*Selected passage*.

#####

As my mother and I drove home I think she was talking about luggage. I’m not sure, I wasn’t listening. With stacks of new shirts and suits, I was looking at the example photo my call included of what an appropriate haircut looked like. Since the day I was old and brave enough to voice an opinion, I had never sported such a look. I knew the trip to the barber was coming, I had been anticipating that haircut for years.
I looked down the list again.
It was as if an eraser had been dragged across everything I had ever known of style.
It was a long list. It was a list of clothing more expensive than anything I had previously owned. Yet at the end of it all, all I could see, was nothing.
Missionaries are always in pairs, sometimes in threes. They do not choose to whom they are paired, nor do they stay with that person for the entire two years. The rule book says these “companions” are to be within sight and sound of each other at all times, the restroom being the sole exemption.
There is scriptural basis for this practice “in the mouths of two or three witnesses shall every word be established”, (2 Cor. 13:1) but there are also reasons practical. When sending 19 year old males out into the world it is safer for all concerned that they have another with them. It is also wise to have another set of eyes to witness what goes on; to later defend or quite often mock, the players in events that transpire.
Doorsteps were usually safe. If large dogs were present and angry, we went elsewhere. If inhabitants were present and angry, they would usually just curse us and our cause, and then we would go elsewhere. The thing that was probably least safe was the commute to elsewhere.
While riding my bike along city streets I dodged three beer bottles (that I can recall) but was unable to avoid a bagel, two donuts, and one motorcyclist.
I was riding a good 50 yards in front of my companion, he was slow. I was well over on the shoulder, a good five feet from the lanes of traffic. It was a busy highway so I did not think to be alarmed at the motorcycle swerving over toward me. I never saw it. No, I take that back, I did see it as it sped away. There was a passenger riding on the back, twisting around to watch me. I could not see, but I’m sure the passenger was smiling. There was no way not to see my companion’s smile when he finally came skidding to a halt beside me.
“Dude, that was the funniest thing I have ever seen!” He exclaimed as I stared up at him from the ditch. “I totally saw it coming too. That guy was riding the yellow line and the passenger leaned way over to get a good shove on your backpack.” I asked him why he didn’t warn me. He said there may not have been time but more importantly, he wanted to watch it happen.
I was luckier than another missionary we knew. He was in a more rural part of Georgia with a different demographic. Rather than a motorcycle his assailants were in a pickup, with a bat, and he received two broken arms. He healed just fine. I have no idea if his companion warned him.
I’m smiling as I type this. I’m remembering Elder Reese and me walking down Campbellton Road. We were on the sidewalk, he between me and the road. A large town car, built before either of us were born, honked as it went by, the passenger leaning out the window screaming. This was normal, I just kept walking. Elder Reese didn’t. He stood frozen and silent. As I turned to look at him I saw he was completely wet from head to foot. “It’s warm. Is it…?” He couldn’t finish his question. I sniffed him. “It’s just beer, maybe Schlitz’s, I’m not sure.” Relieved, he simply swiveled about and began walking back home to change. I just chuckled as I caught up to him, taking my turn to walk on the side facing the street.

#####

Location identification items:
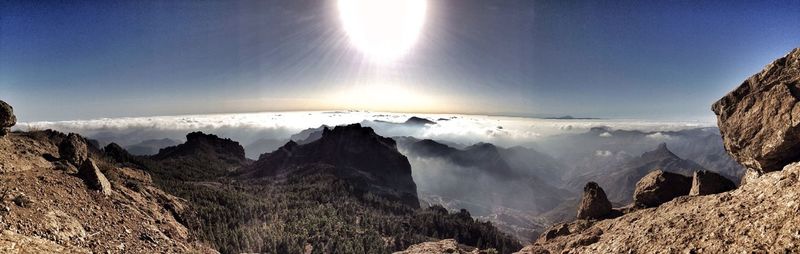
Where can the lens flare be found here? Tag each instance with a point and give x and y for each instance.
(384, 30)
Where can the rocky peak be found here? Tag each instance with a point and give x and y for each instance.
(659, 153)
(369, 161)
(418, 121)
(758, 119)
(198, 143)
(7, 118)
(594, 204)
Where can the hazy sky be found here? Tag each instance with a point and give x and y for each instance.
(625, 59)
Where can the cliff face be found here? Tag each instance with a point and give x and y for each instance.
(352, 152)
(758, 122)
(47, 206)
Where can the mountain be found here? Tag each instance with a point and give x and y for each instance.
(604, 149)
(331, 195)
(150, 146)
(262, 146)
(201, 157)
(47, 207)
(353, 152)
(755, 121)
(508, 187)
(620, 182)
(418, 121)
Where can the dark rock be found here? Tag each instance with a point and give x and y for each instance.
(418, 121)
(205, 144)
(94, 178)
(760, 119)
(117, 153)
(368, 161)
(707, 182)
(73, 149)
(595, 204)
(659, 187)
(7, 118)
(22, 200)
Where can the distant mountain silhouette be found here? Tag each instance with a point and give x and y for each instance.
(620, 183)
(352, 152)
(151, 146)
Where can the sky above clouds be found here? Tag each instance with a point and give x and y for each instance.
(63, 60)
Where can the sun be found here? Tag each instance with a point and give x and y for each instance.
(383, 30)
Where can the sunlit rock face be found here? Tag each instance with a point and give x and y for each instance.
(760, 119)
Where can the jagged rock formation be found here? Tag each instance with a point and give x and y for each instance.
(356, 153)
(201, 143)
(73, 149)
(707, 182)
(94, 178)
(7, 118)
(202, 157)
(594, 204)
(659, 187)
(621, 184)
(418, 121)
(488, 180)
(759, 119)
(443, 246)
(760, 217)
(150, 146)
(48, 210)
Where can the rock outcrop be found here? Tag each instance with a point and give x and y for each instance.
(759, 217)
(659, 187)
(760, 119)
(443, 246)
(369, 161)
(707, 182)
(595, 204)
(7, 118)
(94, 178)
(45, 210)
(73, 149)
(620, 184)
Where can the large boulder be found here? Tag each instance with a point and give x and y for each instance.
(73, 149)
(760, 120)
(94, 178)
(7, 118)
(659, 187)
(595, 204)
(707, 182)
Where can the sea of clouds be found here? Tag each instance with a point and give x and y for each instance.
(249, 127)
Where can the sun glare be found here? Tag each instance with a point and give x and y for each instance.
(384, 30)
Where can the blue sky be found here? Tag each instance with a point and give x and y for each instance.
(62, 60)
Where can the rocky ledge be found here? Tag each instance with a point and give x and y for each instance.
(761, 215)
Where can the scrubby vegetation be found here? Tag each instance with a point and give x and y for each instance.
(315, 211)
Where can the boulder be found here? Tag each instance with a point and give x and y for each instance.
(760, 120)
(659, 187)
(7, 118)
(73, 149)
(595, 204)
(94, 178)
(707, 182)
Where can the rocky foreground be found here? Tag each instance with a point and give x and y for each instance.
(59, 196)
(759, 125)
(760, 215)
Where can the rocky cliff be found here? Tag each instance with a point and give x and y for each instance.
(47, 205)
(352, 152)
(757, 123)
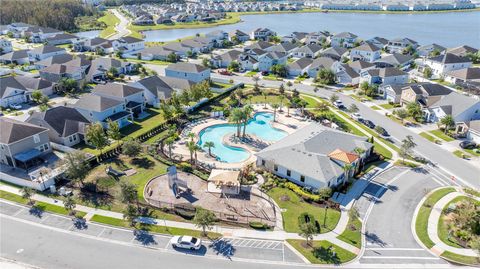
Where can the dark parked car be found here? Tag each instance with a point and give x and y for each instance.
(369, 124)
(468, 145)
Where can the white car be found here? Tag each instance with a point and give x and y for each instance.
(356, 116)
(186, 242)
(15, 106)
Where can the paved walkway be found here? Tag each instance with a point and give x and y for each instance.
(433, 220)
(230, 232)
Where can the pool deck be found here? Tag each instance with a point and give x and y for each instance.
(288, 124)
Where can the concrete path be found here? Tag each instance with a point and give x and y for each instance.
(433, 221)
(230, 232)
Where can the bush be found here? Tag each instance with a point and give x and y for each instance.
(257, 225)
(186, 167)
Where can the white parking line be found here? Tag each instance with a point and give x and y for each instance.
(400, 258)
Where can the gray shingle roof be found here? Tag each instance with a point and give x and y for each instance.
(306, 151)
(96, 103)
(65, 121)
(13, 130)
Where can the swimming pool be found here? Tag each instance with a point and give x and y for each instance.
(259, 125)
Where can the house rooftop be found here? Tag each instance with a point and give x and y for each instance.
(12, 131)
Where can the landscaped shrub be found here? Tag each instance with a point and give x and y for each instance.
(257, 225)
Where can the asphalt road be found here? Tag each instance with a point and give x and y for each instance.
(388, 226)
(464, 172)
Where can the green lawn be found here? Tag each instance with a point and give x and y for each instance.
(421, 223)
(322, 252)
(110, 20)
(443, 227)
(460, 258)
(294, 206)
(152, 228)
(428, 137)
(387, 106)
(353, 233)
(440, 134)
(41, 205)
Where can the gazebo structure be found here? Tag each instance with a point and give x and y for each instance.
(224, 182)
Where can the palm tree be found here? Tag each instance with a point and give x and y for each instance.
(247, 115)
(191, 136)
(191, 148)
(169, 141)
(236, 116)
(264, 94)
(346, 170)
(275, 106)
(209, 145)
(281, 98)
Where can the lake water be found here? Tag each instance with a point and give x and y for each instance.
(447, 29)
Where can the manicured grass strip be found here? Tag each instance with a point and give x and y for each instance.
(428, 137)
(442, 226)
(460, 154)
(440, 134)
(353, 236)
(320, 253)
(110, 20)
(294, 206)
(421, 223)
(460, 258)
(41, 205)
(151, 228)
(387, 106)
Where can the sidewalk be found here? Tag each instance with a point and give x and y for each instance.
(229, 232)
(433, 221)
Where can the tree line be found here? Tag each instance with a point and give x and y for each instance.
(58, 14)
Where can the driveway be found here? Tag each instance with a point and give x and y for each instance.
(466, 173)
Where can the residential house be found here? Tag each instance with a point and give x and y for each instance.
(427, 50)
(343, 39)
(44, 52)
(66, 126)
(307, 51)
(100, 66)
(18, 89)
(5, 46)
(315, 156)
(96, 108)
(299, 67)
(366, 52)
(361, 66)
(61, 39)
(336, 53)
(262, 34)
(57, 59)
(155, 89)
(389, 75)
(445, 63)
(462, 108)
(190, 71)
(132, 97)
(398, 45)
(15, 57)
(238, 36)
(462, 51)
(423, 93)
(224, 59)
(400, 61)
(22, 144)
(471, 74)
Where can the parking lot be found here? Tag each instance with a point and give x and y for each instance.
(224, 248)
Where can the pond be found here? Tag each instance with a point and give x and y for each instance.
(447, 29)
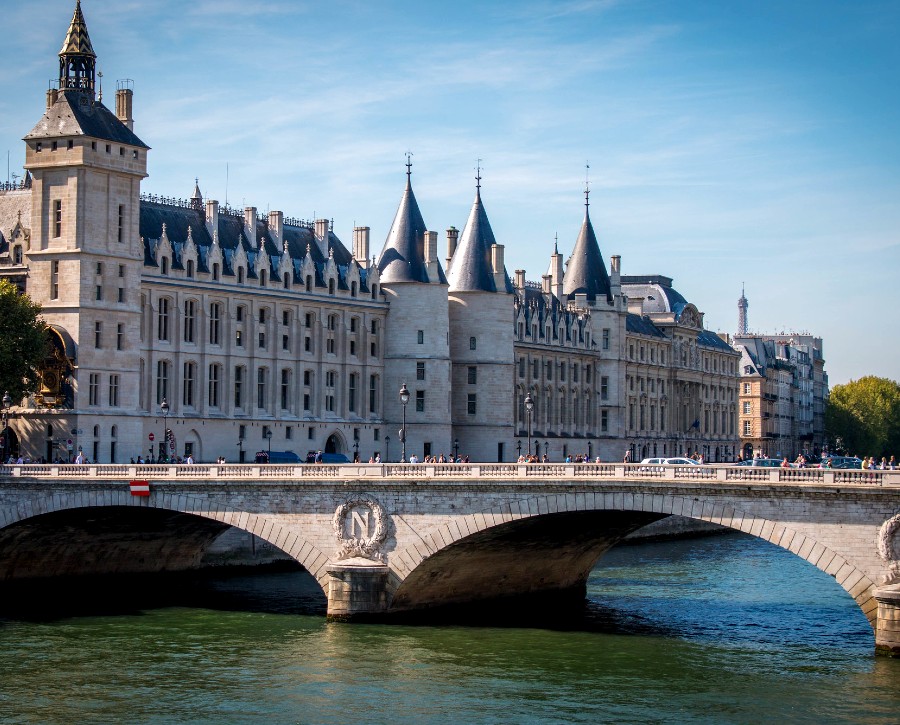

#####

*Complete the following*.
**A)** From the missionary memoir, list the things the writer failed to avoid while riding a bike along city streets.
**B)** In the missionary memoir, what road were Elder Reese and the writer walking down when the town car passed?
**C)** Copy the part of the missionary memoir that begins at the words "As my mother" and ends after the words "known of style.".
The records have no role in this work.

*Results in order*.
**A)** A bagel, two donuts, and one motorcyclist.

**B)** Campbellton Road.

**C)**
As my mother and I drove home I think she was talking about luggage. I’m not sure, I wasn’t listening. With stacks of new shirts and suits, I was looking at the example photo my call included of what an appropriate haircut looked like. Since the day I was old and brave enough to voice an opinion, I had never sported such a look. I knew the trip to the barber was coming, I had been anticipating that haircut for years.
I looked down the list again.
It was as if an eraser had been dragged across everything I had ever known of style.